═══ RECORDS TO USE ═══

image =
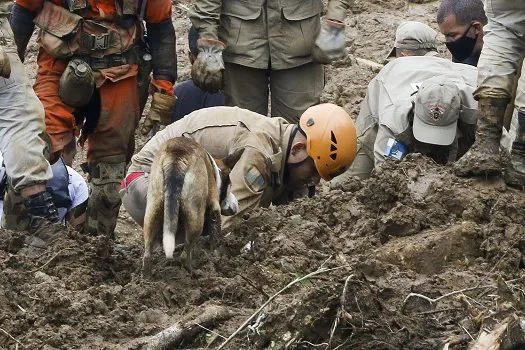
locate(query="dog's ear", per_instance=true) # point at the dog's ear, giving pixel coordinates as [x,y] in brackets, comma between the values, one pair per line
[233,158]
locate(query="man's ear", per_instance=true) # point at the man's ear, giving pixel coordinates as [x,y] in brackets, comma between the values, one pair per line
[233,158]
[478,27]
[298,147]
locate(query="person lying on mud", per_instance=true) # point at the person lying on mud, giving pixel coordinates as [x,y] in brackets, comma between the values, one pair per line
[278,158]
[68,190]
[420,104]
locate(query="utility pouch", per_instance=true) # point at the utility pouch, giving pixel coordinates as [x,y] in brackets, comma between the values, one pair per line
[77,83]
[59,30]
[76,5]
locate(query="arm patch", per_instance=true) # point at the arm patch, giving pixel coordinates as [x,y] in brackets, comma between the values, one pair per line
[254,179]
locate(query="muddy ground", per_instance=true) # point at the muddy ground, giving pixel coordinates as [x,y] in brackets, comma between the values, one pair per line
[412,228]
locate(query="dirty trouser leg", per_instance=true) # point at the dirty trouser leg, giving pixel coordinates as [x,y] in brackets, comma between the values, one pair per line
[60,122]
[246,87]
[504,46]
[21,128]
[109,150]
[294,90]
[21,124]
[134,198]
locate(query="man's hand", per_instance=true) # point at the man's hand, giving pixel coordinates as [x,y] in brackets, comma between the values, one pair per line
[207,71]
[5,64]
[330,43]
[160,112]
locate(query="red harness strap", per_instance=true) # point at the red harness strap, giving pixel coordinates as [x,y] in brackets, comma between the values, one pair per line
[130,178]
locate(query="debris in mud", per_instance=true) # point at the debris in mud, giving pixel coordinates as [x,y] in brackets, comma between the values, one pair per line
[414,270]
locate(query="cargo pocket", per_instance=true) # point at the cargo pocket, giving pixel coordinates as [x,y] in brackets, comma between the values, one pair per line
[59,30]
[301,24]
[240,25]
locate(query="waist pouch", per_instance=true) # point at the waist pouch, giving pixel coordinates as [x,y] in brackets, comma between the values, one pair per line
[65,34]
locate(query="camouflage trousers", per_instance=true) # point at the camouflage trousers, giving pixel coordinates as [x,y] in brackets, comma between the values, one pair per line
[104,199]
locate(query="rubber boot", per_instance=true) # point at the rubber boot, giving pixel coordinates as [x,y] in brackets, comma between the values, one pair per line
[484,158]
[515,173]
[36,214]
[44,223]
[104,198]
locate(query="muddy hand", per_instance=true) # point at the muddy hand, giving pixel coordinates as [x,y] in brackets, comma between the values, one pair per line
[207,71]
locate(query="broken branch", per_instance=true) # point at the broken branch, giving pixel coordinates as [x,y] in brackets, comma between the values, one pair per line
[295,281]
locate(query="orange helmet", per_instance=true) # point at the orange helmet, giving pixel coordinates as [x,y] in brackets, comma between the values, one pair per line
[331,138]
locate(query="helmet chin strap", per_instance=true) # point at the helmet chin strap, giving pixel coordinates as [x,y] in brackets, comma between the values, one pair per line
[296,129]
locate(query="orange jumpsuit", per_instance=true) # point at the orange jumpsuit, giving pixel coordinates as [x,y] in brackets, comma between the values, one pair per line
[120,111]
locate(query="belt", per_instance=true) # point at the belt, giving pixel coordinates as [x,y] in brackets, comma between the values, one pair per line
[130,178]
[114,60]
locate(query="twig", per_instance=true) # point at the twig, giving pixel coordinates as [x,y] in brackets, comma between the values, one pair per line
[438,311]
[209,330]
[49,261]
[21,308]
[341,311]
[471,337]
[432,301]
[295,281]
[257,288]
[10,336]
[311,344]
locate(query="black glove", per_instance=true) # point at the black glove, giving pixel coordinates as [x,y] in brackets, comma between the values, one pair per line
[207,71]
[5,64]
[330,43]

═══
═══ RECORDS TO USE ═══

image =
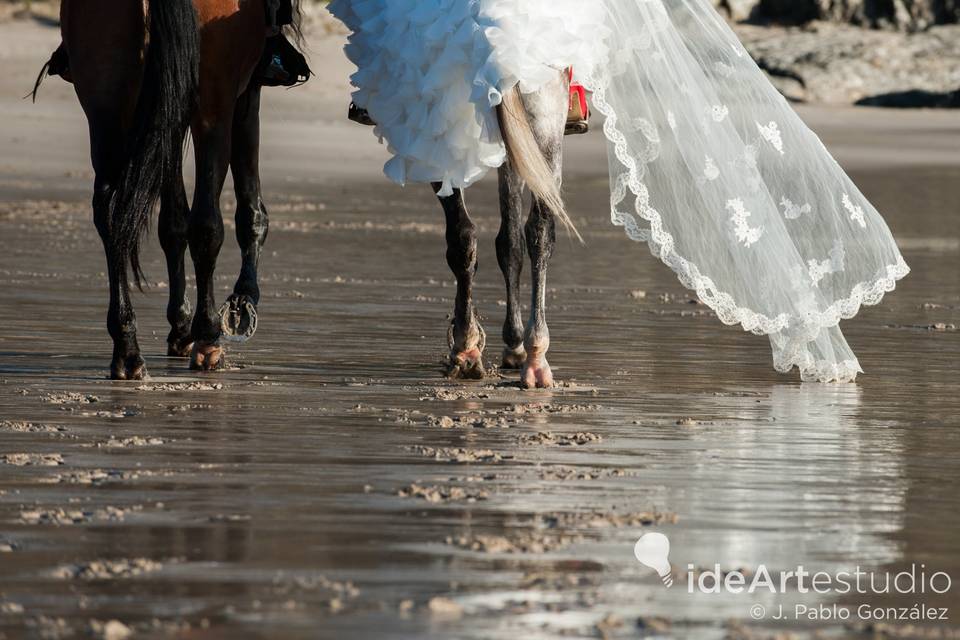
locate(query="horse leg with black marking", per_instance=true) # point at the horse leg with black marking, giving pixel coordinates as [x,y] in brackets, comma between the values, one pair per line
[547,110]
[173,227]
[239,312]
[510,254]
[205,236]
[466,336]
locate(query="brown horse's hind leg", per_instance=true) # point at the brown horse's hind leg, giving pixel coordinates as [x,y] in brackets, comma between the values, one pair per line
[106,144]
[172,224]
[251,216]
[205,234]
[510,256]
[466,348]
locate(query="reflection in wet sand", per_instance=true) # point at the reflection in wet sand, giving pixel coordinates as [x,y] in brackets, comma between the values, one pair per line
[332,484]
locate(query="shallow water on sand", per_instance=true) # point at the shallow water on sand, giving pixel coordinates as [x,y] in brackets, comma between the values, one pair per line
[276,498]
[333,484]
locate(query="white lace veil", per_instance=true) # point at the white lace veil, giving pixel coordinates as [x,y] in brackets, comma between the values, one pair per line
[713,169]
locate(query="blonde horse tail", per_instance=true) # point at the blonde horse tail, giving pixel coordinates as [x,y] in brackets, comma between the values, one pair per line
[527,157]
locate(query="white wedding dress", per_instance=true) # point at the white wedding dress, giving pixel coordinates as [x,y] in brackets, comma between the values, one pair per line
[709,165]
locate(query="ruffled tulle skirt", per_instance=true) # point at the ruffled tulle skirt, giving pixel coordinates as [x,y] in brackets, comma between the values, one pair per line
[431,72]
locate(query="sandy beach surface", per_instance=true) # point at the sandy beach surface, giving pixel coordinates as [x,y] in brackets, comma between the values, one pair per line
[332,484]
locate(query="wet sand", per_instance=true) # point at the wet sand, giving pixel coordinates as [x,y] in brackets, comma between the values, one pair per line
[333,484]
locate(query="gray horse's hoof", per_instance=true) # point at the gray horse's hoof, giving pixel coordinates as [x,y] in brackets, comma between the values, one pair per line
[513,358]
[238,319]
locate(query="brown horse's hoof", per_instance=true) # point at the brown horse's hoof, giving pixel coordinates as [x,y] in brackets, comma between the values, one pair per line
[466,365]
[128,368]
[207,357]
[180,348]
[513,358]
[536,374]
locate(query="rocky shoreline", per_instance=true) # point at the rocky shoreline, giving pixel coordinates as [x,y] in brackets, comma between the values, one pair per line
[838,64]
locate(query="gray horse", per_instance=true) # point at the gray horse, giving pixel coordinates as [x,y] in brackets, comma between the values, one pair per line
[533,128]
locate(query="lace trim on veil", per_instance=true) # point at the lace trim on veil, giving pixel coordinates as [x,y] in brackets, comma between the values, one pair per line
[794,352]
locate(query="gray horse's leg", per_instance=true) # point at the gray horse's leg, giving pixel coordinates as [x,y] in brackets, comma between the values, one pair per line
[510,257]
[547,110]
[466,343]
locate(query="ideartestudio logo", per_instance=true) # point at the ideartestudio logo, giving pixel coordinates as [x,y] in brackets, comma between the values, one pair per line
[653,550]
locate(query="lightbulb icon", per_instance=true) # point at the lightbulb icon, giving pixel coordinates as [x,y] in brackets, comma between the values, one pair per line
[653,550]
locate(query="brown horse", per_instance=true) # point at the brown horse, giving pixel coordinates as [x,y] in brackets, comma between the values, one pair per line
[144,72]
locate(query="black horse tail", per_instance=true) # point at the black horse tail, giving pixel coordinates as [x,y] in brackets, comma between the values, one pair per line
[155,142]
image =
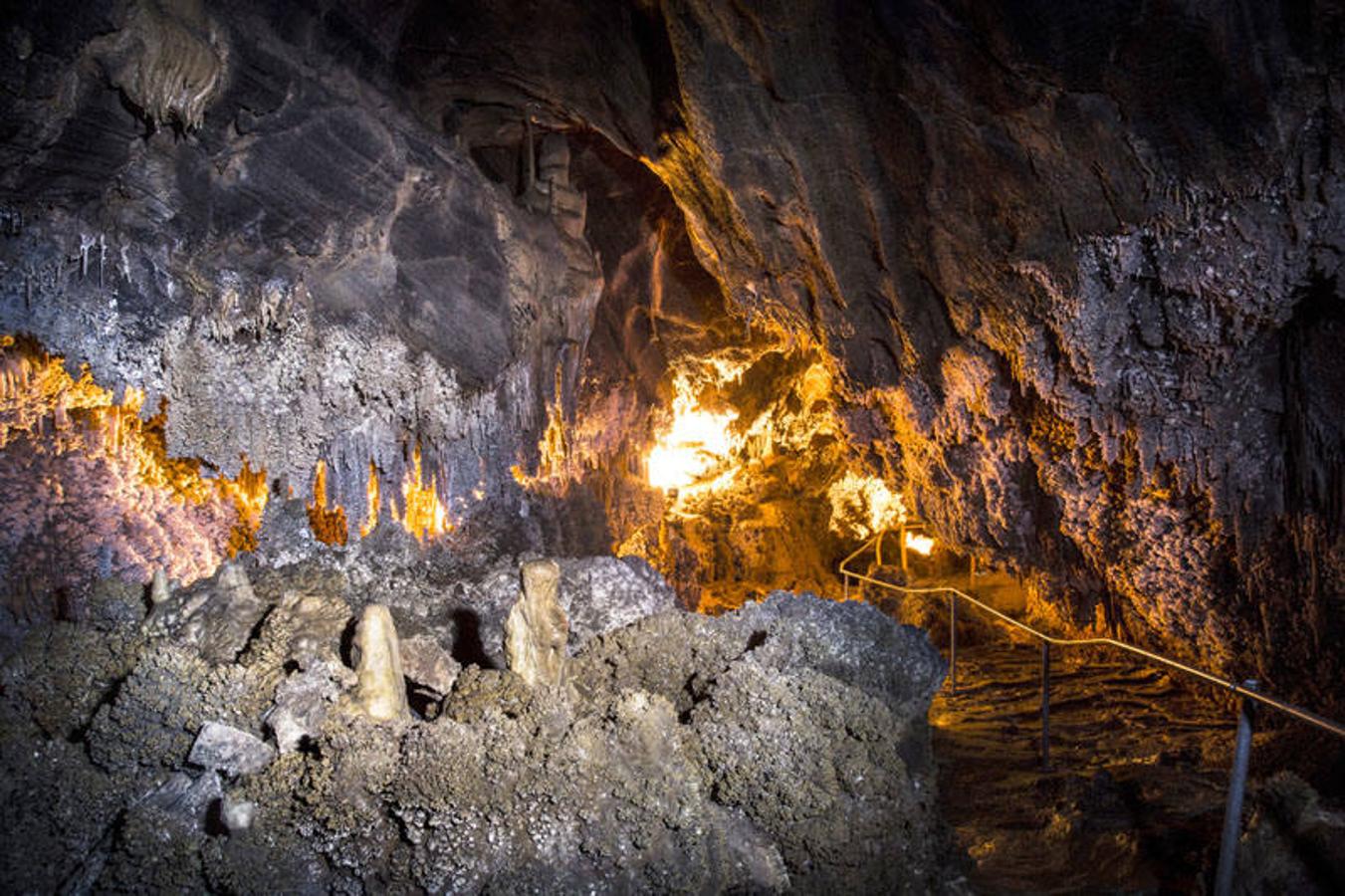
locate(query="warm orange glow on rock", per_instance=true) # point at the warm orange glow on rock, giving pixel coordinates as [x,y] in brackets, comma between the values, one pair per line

═══
═══ RECORDS TO USE ═══

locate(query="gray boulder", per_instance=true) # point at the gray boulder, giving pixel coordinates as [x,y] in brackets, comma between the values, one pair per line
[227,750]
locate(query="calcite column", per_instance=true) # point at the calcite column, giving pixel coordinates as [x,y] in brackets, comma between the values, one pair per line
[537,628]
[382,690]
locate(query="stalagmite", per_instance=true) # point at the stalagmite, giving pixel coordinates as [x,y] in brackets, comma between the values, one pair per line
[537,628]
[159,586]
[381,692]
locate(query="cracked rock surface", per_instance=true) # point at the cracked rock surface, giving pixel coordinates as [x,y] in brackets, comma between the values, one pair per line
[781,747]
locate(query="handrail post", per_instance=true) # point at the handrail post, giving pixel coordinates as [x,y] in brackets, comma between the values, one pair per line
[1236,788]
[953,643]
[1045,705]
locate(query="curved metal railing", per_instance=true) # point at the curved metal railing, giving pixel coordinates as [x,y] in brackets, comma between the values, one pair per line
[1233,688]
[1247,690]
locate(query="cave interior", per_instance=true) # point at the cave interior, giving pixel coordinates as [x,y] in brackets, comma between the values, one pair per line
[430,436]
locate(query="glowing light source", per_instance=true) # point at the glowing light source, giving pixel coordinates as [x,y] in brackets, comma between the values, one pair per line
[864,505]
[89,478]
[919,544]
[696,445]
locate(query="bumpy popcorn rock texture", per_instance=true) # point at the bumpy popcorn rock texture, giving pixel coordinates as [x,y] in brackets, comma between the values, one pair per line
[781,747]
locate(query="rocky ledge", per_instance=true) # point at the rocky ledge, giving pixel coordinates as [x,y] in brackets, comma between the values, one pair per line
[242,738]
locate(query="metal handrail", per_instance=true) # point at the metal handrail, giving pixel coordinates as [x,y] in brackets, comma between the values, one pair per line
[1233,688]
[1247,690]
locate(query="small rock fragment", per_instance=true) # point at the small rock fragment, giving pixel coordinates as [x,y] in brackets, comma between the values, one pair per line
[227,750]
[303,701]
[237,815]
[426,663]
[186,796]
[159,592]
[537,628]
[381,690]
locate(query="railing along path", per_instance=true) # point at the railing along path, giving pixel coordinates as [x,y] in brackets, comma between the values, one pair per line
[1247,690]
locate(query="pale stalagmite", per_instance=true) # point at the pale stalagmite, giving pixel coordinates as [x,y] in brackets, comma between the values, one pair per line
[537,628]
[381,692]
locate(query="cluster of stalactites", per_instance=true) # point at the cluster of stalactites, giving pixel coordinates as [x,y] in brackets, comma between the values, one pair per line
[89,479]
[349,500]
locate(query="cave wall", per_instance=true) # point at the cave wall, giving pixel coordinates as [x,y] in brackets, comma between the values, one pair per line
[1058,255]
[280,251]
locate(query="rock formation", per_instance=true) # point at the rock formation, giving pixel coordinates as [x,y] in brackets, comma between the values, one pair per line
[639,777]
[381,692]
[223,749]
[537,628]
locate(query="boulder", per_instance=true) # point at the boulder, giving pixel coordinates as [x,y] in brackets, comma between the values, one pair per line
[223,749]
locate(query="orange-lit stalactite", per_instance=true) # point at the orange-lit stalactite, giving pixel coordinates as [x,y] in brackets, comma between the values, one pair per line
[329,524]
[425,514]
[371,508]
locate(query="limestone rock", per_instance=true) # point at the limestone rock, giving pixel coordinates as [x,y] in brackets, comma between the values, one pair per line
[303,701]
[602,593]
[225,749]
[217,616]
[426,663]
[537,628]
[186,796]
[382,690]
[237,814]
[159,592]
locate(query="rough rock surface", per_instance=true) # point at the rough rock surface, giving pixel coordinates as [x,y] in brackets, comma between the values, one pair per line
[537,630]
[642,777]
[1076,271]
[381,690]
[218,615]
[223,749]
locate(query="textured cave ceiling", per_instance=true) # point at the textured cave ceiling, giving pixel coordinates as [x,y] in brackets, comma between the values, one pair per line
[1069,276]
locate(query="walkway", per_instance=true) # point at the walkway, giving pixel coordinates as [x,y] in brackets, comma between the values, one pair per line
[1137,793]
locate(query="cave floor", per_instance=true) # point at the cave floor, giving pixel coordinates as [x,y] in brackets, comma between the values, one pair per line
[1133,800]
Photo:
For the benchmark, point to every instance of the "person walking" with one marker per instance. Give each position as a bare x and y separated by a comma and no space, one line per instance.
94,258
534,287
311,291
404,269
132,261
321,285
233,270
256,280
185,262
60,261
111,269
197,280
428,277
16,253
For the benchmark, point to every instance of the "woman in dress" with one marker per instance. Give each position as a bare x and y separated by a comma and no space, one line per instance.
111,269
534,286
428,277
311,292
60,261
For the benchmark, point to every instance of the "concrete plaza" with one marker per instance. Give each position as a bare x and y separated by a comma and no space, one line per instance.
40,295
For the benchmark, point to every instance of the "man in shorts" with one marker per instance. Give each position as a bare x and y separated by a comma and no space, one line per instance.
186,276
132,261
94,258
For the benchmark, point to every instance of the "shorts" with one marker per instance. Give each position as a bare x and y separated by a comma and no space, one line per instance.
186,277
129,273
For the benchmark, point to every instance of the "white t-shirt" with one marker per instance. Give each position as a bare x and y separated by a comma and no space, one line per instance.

═══

--- WORK TO COMPLETE ---
Rewrite the part of the entries that opens with the line containing "gray horse, giving" and closes with the line containing "at the warm", putting "chestnut horse" wherever "brown horse" appears and changing nothing else. Do not include the pictures in your answer.

--- EXERCISE ANSWER ---
locate(query="gray horse", per_instance=true) # point at the gray horse, giving pixel coordinates as [x,y] in brackets, comma between the values, one pair per line
[533,128]
locate(query="lace trim on veil", per_instance=true) # point at the lace trim on veil, giving pixel coordinates as [x,y] in brackets, comma between the values, one pair per line
[794,352]
locate(query="gray horse's leg", per_instance=true) # point at the gray horse's leg, giving pixel coordinates as [x,y] in brackets, comma between the values, one pair per line
[510,257]
[547,110]
[466,343]
locate(query="ideartestudio logo", per_instance=true) # point at the ideartestudio logo, giving pixel coordinates as [x,y] in brackets, comma between the values, one pair per line
[653,550]
locate(query="lightbulb icon", per_instance=true) # point at the lightbulb icon, giving pixel coordinates as [x,y] in brackets, comma between the values, one pair per line
[653,550]
locate(query="chestnut horse", per_instance=true) # point at the chestnut horse, giving pixel coordinates as [x,y] in brackets, comma between the values, one pair per line
[144,72]
locate(query="black horse tail", per_instance=true) # point at the black horse tail, giving pixel coordinates as [x,y] in brackets, comma between the values, one pair per line
[155,142]
image =
locate(query="warm orange glow on rock", per_instance=true) # point at the warm orange glow on rock, giving pixel coordinates as [x,y] in brackets, comma between the values, one pair per line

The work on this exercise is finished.